• **PAGE EXCERPT**
==================================================

‘Nonsense’ to think police can just solve shootings — Matthews
Former Police Commissioner Michael Matthews has called for more public involvement by residents in order to get dangerous criminals in the territory off the streets and behind bars.
While appearing on the Talking Points show yesterday, Matthews pointed to the unwillingness by residents to come forward with evidence to assist members of Royal Virgin Islands Police Force (RVIPF) with some of the serious unsolved crimes in the territory.
Commenting on yesterday’s shooting death of a man on the eastern end of Tortola, Matthews said: “It saddens my soul and my heart every time I hear that (a shooting) on the news because it feels like nothing is changing.”
According to Matthews, the situation of unsolved crimes will not change unless some of the real barriers such as trust and confidence are overcome in the community. “It’s about the local community themselves being prepared to stand up and say, ‘enough is enough, I’m not gonna accept this anymore’,” Matthews stated.
The former commissioner said police are often lambasted by bloggers and other people for failures in solving crimes but he argued that solving and detecting serious offences such as murders is a very complex thing to do.
“The only way you detect a crime of that nature is by finding who the killer is and taking them off the street and placing them before a court. Now to do that, to take somebody’s liberty away like that, you’ve gotta have substantial evidence. And that evidence is not easy to find in such a small community like ours, because people are frightened to come forward,” Matthews explained.
He added: “People are reluctant to say what they saw, and we all know – because it’s a fact that if you are a witness to something – at some point you’ve gotta go and stand in a courtroom in front of a judge or a magistrate and say what you saw quite publicly. That’s a public duty.”
But Matthews said the only way for persons in the territory to remain safe is to accept this public duty as part of their responsibility.
“I can tell you now that I tried to do it and I know Commissioner [Mark] Collins has worked very, very hard to find ways that the public can come forward and give information in confidence to help the police solve these crimes,” Matthews related.
He argued that, although police have tools and resources such as ballistics, fingerprinting, DNA and other crime solving measures, “it is nonsense [and] it is Hollywood and TV show stuff to think that the police can just go out there and solve a shooting.”

==================================================

• **SOURCE MATERIAL**
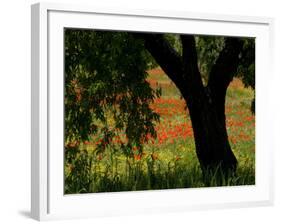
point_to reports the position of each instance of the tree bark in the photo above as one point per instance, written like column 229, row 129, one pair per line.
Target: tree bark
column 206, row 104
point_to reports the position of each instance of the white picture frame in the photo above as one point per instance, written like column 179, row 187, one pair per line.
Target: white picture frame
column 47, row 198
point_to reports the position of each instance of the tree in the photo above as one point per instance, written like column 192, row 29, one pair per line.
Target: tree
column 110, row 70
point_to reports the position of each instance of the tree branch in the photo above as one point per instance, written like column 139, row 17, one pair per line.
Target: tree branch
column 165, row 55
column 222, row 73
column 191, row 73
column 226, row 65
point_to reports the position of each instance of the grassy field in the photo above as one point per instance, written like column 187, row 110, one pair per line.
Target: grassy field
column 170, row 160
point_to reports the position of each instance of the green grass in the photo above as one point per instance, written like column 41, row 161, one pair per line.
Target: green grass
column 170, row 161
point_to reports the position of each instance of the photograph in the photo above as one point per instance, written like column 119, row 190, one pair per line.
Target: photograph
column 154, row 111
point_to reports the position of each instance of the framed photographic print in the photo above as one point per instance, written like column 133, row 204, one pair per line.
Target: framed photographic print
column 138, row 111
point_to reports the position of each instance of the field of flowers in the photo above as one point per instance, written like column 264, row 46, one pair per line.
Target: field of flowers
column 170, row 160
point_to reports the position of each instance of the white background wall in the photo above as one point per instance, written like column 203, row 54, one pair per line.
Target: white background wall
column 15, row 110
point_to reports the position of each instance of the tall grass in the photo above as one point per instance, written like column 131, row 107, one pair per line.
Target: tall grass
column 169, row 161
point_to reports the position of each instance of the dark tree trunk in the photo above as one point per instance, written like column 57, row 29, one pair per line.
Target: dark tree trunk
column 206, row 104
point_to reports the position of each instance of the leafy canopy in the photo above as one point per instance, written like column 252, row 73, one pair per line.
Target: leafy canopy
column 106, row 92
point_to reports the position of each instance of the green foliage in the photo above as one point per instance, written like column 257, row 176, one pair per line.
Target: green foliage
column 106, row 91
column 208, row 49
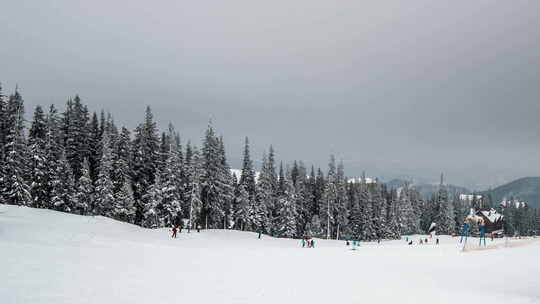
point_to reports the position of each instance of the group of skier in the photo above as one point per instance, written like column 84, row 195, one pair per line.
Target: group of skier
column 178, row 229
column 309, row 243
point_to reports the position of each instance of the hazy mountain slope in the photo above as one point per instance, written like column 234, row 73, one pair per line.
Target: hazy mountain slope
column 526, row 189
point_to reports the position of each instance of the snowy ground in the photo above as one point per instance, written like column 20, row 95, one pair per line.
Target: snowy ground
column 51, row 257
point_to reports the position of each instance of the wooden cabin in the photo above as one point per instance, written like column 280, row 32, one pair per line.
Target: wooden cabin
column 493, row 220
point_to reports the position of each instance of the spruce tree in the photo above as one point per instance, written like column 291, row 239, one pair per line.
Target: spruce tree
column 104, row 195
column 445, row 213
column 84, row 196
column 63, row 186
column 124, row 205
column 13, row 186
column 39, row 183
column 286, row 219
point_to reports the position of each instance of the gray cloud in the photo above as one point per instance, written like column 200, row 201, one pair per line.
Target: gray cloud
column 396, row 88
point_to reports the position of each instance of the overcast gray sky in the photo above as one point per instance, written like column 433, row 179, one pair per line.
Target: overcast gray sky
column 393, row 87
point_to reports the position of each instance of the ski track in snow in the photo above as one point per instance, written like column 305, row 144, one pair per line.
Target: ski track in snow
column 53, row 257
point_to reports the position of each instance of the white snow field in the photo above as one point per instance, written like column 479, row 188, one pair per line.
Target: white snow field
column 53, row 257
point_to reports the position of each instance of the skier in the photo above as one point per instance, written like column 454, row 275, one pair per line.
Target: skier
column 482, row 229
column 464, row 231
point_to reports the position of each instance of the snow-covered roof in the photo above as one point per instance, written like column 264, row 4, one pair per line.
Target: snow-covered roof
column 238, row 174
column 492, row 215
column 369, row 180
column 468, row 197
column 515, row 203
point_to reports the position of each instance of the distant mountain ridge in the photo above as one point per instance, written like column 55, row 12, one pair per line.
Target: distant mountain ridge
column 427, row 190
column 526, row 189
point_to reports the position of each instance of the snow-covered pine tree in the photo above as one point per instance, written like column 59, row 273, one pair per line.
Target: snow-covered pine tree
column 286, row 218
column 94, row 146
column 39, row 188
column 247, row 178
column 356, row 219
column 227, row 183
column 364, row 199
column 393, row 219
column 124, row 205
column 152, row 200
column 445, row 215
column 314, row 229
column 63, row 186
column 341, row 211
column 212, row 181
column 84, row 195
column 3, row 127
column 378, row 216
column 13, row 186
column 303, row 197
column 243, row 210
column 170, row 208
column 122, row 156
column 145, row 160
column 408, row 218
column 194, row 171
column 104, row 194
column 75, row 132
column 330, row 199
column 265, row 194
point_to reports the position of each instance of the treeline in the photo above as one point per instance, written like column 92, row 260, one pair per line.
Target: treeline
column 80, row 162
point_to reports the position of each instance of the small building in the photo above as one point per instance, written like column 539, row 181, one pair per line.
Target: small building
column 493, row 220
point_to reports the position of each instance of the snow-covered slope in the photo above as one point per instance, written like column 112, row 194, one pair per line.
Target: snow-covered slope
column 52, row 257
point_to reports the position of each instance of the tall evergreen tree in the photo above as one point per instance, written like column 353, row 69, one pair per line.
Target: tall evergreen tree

==================================================

• **PROMPT 1**
Rewrite the part of the article about Matthews between "According to Matthews, the" and "thing to do.", inclusive, with "bloggers" changed to "commentators".
• **PROMPT 2**
Which specific crime-solving tools and resources does the article about Matthews say police have?

• **TASK OUTPUT 1**
According to Matthews, the situation of unsolved crimes will not change unless some of the real barriers such as trust and confidence are overcome in the community. “It’s about the local community themselves being prepared to stand up and say, ‘enough is enough, I’m not gonna accept this anymore’,” Matthews stated.
The former commissioner said police are often lambasted by commentators and other people for failures in solving crimes but he argued that solving and detecting serious offences such as murders is a very complex thing to do.

• **TASK OUTPUT 2**
Ballistics, fingerprinting, and DNA.